### DATASET ENTRIES
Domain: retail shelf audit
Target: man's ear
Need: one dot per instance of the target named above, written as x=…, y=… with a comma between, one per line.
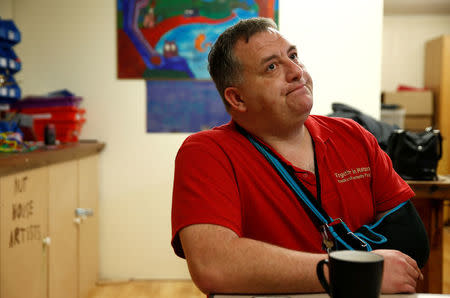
x=234, y=98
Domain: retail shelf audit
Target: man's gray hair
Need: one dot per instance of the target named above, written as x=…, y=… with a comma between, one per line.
x=223, y=66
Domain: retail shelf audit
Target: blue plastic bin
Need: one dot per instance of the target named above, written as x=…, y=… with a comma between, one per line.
x=9, y=60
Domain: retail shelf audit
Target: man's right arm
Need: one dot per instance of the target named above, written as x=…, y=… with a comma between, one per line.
x=221, y=262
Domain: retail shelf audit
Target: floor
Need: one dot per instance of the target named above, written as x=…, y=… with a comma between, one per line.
x=185, y=289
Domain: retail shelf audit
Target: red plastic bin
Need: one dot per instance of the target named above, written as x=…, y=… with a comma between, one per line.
x=66, y=131
x=55, y=113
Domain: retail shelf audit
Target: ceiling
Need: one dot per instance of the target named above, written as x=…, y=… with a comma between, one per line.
x=406, y=7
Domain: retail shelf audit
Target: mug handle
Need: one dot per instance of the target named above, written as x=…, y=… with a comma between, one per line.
x=321, y=275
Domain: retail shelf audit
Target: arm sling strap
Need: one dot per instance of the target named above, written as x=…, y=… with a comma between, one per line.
x=401, y=228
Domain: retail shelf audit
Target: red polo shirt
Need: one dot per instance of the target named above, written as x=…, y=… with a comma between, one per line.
x=221, y=178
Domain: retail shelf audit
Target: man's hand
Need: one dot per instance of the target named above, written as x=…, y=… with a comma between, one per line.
x=400, y=274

### GOAL OF THE EXERCISE
Print the lines of the material, exactly and only, from the line that contains "Target: red plastic bin" down to and including the final line.

### WRITTEN RESPONSE
Target: red plastic bin
Need: one dot per instance of the target named above, written as x=…, y=… with a comma between, one per line.
x=66, y=131
x=55, y=113
Domain: retail shelf audit
Target: ceiling
Need: one dot per instance of the target named above, written as x=…, y=… with a comma between, one per line.
x=406, y=7
Domain: retail shelf audit
Target: mug handle
Need: one dot per instance of the target named above, written as x=…, y=… with a comma between, one per line.
x=321, y=275
Domain: retail shelf audit
Target: arm sling strap
Need: one dot per instance of the target named above, written as x=…, y=… with a comma between, one per line.
x=401, y=228
Domain: retail shelf audit
Target: red polo shirt
Need: one dot per instance of the target named above, written as x=…, y=… with a comma between, one per line.
x=221, y=178
Domain: retail shelf audit
Target: man's hand
Need: one dot per instance of the target named above, written as x=…, y=… with a comma between, one per line.
x=400, y=274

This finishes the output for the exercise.